Select each line of the material that contains the string "white", treating uppercase and lowercase letters as distinct.

Excerpts from bounding box data
>>

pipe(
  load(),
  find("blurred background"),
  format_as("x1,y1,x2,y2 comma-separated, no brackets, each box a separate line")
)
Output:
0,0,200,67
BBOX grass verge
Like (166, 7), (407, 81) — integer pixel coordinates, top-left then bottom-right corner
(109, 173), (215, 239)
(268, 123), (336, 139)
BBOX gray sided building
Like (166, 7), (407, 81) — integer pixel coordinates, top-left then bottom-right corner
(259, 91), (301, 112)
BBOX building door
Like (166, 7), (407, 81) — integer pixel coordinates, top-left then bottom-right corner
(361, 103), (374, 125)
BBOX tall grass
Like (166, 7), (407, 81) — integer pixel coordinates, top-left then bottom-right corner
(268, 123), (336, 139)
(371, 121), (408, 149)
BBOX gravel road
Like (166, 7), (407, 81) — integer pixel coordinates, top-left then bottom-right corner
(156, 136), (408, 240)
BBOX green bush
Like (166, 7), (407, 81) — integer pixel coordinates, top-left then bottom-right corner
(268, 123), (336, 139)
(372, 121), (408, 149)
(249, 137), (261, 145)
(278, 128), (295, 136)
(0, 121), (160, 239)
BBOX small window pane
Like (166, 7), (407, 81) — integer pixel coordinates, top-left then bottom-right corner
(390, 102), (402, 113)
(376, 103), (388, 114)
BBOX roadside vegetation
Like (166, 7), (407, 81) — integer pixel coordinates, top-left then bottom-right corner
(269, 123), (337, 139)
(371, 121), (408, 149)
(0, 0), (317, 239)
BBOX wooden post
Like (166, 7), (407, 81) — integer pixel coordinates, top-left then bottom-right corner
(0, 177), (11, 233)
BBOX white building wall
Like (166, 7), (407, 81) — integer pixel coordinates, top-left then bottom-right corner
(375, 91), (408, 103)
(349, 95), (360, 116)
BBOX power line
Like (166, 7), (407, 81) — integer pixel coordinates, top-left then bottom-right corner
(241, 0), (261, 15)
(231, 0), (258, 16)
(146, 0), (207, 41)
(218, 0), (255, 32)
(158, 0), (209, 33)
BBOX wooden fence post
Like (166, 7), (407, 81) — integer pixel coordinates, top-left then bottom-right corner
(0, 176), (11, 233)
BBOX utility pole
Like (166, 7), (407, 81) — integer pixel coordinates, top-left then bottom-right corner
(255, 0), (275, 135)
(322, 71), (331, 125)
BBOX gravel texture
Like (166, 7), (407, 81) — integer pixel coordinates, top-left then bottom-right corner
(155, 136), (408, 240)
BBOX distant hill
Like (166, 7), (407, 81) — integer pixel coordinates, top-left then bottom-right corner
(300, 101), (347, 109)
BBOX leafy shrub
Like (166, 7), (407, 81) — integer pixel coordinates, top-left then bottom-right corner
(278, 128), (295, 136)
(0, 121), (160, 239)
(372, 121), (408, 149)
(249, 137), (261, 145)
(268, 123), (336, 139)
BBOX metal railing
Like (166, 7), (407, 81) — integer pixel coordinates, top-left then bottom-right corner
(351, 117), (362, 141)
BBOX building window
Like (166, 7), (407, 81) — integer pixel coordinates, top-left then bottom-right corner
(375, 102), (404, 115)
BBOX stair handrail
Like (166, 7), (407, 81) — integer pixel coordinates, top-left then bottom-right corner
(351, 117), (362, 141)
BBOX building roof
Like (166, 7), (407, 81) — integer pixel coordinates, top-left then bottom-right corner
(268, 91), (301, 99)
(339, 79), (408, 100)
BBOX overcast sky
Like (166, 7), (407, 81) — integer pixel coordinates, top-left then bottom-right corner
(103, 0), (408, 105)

<<
>>

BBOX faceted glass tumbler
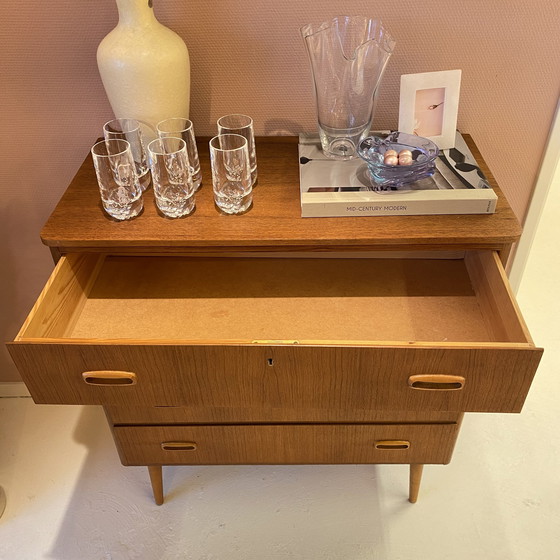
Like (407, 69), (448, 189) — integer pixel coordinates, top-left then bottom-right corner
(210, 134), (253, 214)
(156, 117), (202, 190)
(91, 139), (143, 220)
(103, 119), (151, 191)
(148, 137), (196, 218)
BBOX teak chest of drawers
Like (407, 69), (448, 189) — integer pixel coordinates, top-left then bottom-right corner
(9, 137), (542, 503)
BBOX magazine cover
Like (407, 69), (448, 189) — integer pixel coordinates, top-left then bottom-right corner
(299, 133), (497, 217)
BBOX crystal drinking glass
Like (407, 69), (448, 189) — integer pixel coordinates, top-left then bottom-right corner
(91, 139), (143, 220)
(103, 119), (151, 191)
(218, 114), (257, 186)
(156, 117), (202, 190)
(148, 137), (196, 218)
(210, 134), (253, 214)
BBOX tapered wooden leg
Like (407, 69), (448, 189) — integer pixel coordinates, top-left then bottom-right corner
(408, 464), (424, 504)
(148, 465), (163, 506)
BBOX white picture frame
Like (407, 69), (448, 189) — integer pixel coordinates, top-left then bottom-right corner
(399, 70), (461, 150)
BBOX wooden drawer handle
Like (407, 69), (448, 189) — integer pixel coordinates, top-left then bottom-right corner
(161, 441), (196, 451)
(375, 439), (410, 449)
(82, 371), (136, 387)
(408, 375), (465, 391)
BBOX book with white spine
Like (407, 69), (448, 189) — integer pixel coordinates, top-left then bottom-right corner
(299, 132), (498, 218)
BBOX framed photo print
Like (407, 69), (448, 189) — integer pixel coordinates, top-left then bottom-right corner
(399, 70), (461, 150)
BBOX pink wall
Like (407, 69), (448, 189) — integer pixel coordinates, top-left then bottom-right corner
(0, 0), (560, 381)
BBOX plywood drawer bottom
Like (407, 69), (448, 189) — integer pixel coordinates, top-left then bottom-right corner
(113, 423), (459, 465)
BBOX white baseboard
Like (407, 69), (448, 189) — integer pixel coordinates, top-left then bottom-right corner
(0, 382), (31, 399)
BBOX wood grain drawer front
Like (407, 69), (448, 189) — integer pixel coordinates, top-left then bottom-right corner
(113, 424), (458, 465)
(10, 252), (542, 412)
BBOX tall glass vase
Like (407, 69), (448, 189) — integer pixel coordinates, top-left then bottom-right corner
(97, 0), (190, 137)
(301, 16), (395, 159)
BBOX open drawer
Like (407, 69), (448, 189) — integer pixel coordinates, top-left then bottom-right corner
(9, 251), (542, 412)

<<

## SOLVED PROBLEM
BBOX white building wall
BBOX white picture frame
BBOX book with white spine
BBOX white baseboard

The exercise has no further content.